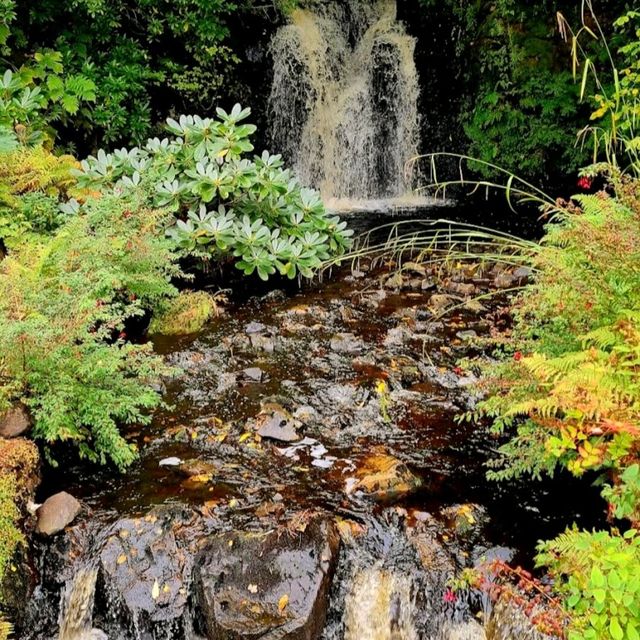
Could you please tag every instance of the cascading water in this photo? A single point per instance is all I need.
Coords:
(344, 98)
(76, 612)
(380, 606)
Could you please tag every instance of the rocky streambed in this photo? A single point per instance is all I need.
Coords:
(307, 479)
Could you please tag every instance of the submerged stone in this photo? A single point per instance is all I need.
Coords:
(271, 586)
(57, 512)
(276, 425)
(346, 343)
(383, 478)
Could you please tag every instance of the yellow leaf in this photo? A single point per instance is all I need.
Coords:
(283, 602)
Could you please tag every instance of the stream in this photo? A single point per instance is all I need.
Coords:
(307, 479)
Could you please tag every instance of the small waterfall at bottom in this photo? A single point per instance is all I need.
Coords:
(380, 606)
(390, 585)
(76, 610)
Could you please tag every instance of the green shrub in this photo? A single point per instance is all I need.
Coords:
(65, 303)
(599, 574)
(34, 185)
(37, 97)
(572, 394)
(229, 208)
(185, 314)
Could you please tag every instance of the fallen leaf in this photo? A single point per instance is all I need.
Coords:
(283, 602)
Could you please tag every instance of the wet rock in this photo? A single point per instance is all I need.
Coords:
(263, 343)
(461, 288)
(465, 520)
(523, 274)
(254, 327)
(196, 468)
(276, 424)
(382, 477)
(57, 512)
(226, 381)
(505, 281)
(346, 343)
(394, 281)
(396, 336)
(145, 572)
(170, 462)
(475, 306)
(427, 285)
(467, 336)
(273, 586)
(487, 556)
(440, 301)
(470, 630)
(305, 414)
(414, 268)
(14, 422)
(254, 374)
(508, 621)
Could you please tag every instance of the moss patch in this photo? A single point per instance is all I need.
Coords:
(185, 314)
(19, 475)
(10, 535)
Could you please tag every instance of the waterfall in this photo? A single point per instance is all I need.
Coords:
(380, 606)
(344, 98)
(76, 612)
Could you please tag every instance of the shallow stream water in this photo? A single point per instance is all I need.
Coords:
(354, 367)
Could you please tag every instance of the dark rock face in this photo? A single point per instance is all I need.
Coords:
(14, 422)
(383, 478)
(145, 571)
(272, 587)
(56, 513)
(276, 424)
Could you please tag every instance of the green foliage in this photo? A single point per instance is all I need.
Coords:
(185, 314)
(34, 187)
(228, 207)
(10, 535)
(65, 304)
(599, 574)
(625, 494)
(573, 398)
(615, 121)
(146, 58)
(519, 103)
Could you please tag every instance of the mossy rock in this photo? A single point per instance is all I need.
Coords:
(185, 314)
(19, 477)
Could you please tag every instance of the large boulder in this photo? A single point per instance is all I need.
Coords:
(57, 512)
(382, 477)
(14, 422)
(271, 586)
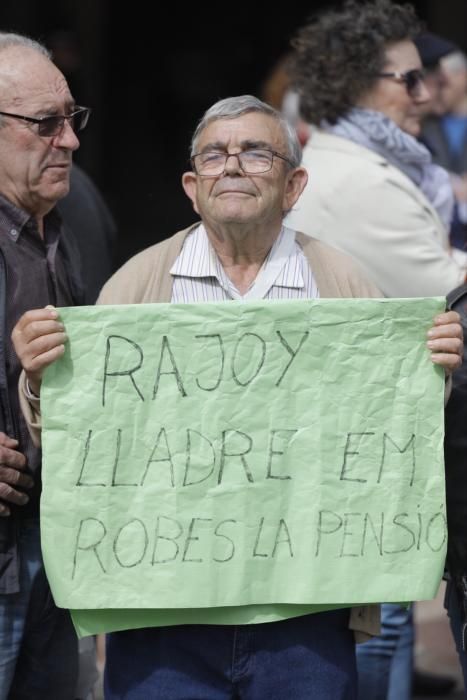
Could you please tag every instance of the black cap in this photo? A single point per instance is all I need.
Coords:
(432, 48)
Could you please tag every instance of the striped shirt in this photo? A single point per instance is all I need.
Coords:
(199, 275)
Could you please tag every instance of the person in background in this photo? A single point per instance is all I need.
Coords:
(445, 134)
(375, 194)
(39, 120)
(245, 176)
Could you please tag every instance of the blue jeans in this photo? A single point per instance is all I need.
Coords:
(453, 607)
(385, 663)
(38, 645)
(301, 658)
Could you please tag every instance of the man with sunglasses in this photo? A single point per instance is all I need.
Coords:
(38, 265)
(245, 175)
(375, 194)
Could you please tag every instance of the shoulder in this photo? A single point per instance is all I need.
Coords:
(131, 284)
(336, 274)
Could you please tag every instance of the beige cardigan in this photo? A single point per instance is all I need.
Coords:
(145, 279)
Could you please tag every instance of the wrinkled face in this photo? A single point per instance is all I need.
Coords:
(390, 96)
(234, 197)
(34, 170)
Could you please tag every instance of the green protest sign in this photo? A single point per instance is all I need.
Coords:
(223, 455)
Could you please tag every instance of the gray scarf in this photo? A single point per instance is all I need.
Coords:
(378, 133)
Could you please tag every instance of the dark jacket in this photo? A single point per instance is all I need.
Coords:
(9, 527)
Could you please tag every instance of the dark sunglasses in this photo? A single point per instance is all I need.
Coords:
(413, 79)
(53, 125)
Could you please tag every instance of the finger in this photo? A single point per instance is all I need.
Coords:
(11, 495)
(450, 330)
(36, 329)
(12, 458)
(16, 478)
(35, 365)
(33, 315)
(445, 344)
(447, 317)
(449, 361)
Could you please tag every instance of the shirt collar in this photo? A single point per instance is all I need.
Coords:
(14, 220)
(199, 260)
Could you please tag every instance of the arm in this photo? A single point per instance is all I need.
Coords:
(12, 476)
(38, 339)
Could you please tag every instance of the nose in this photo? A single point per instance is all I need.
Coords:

.....

__Exercise details__. Write out the records above exactly as they stand, leaving out every picture.

__Finished exercise__.
Could you please tag every instance of the cascading water in this photo? A single point per instance is all I need.
Coords:
(344, 98)
(76, 612)
(380, 606)
Could you please tag every instance of the rocky streambed in this photo? A single point per instance is all I need.
Coords:
(307, 479)
Could you please tag every instance of the submerged stone in this photo? A single point per instance is all I need.
Coords:
(271, 586)
(57, 512)
(276, 425)
(346, 343)
(383, 478)
Could you please tag every instance of the yellow leaf in this photo? A single point per instance is all I need.
Coords:
(283, 602)
Could you please tag every instance of the stream in this photo? A single point per instance is all I need.
Coords:
(307, 479)
Could you please tag every instance of the small waterfall at bottom in this photo? A single point per instance is all I need.
Coords:
(380, 606)
(390, 585)
(76, 610)
Could you please tag every instance of the green shrub in this photo? A single point per instance is all I need.
Coords:
(65, 303)
(599, 574)
(34, 185)
(37, 97)
(572, 394)
(229, 208)
(185, 314)
Could you please tag every instance of the fallen leaf in this photo? A single point per instance is all I need.
Coords:
(283, 602)
Could you please tag every instance of the wet rock in this photo? A single point per instance is all I need.
Coords:
(263, 343)
(461, 288)
(465, 520)
(523, 274)
(254, 327)
(196, 468)
(276, 424)
(382, 477)
(57, 512)
(226, 381)
(505, 281)
(346, 343)
(394, 281)
(396, 336)
(145, 572)
(170, 462)
(475, 306)
(427, 285)
(467, 336)
(273, 586)
(487, 556)
(440, 301)
(470, 630)
(305, 414)
(414, 268)
(14, 422)
(254, 374)
(508, 621)
Could you please tag every instance of the moss patch in this photo? A single point per instance is all I need.
Coords:
(185, 314)
(19, 475)
(10, 535)
Could you please tag every instance of the waterfall in this photo? A single point per instance is all I need.
Coords:
(380, 606)
(344, 98)
(76, 612)
Could you please tag every instance of the shallow stream water in this photo? A single point per instance is all I need.
Coords:
(354, 367)
Could you please tag every instance of the dark rock face in this photo? A single point per instance is all I need.
Coords:
(14, 422)
(383, 478)
(145, 571)
(272, 587)
(56, 513)
(276, 424)
Could you please tag every instance of the green foliage in this photo? A single point per instance is all I need.
Coords:
(185, 314)
(34, 187)
(228, 207)
(10, 535)
(65, 304)
(599, 574)
(625, 494)
(573, 398)
(615, 121)
(146, 58)
(519, 103)
Could you please tag every instance of the mossy rock in this photo? A single point per instance is all I need.
Coords:
(185, 314)
(19, 477)
Could you please tag every instance of the large boulder in this photo? A single point per instance is all I need.
Coords:
(57, 512)
(382, 477)
(14, 422)
(271, 586)
Could you please tag every instance of the black cap in this photo? A single point per instance is all I need.
Coords:
(432, 48)
Could you please tag every instance of the striped shirt in this photo? A single point per instance is all I need.
Coords:
(199, 275)
Could you please tag every instance of the person in background in this photo? A single point per instance is all I need.
Coords:
(445, 134)
(375, 194)
(39, 120)
(245, 176)
Could you please tag every instance of the blue jeans in this photo? A single point per instance is all I need.
Coords:
(453, 607)
(385, 663)
(38, 645)
(301, 658)
Could you please tag every instance of the man with sunglasses in this photo? A single point per instance is all I need.
Coords:
(38, 265)
(245, 175)
(375, 194)
Could you please tag every instance of the shoulder in this photo? A single point per instance is all I need.
Coords:
(131, 284)
(336, 274)
Could you please tag every instance of the beige cardigan in this photo? A single point per instance is all I need.
Coords:
(145, 279)
Could you please tag every instance of the wrinkled face in this photo? A single point per instance is all I need.
Coords:
(390, 96)
(234, 197)
(34, 170)
Could you please tag every instance of the green protest sign in this photo? A single point per instance is all I need.
Coords:
(223, 455)
Could you please tag every instance of the gray scarf in this photo? A single point per instance is all I need.
Coords:
(378, 133)
Could you please tag every instance of the dark jacket in this photo? A single point per instance is all I need.
Coords:
(9, 527)
Could you please tag every instance of the dark sunglasses in this photo? A single point per instance is all I need.
Coords:
(413, 79)
(53, 125)
Could you please tag every instance of the finger in this photo? A single point per instance is all I need.
Coords:
(11, 495)
(450, 330)
(36, 329)
(12, 458)
(16, 478)
(35, 365)
(33, 315)
(445, 344)
(447, 317)
(449, 361)
Could you please tag every instance of the shirt collar in this photo? A single point per instance is all I need.
Coords:
(14, 220)
(199, 260)
Could you please tag every instance of the arm in this photo? A single point per instance is all I need.
Coords:
(12, 476)
(38, 339)
Could you please tag every instance of the nose in this photo? A single point per instance is all I need.
Coords:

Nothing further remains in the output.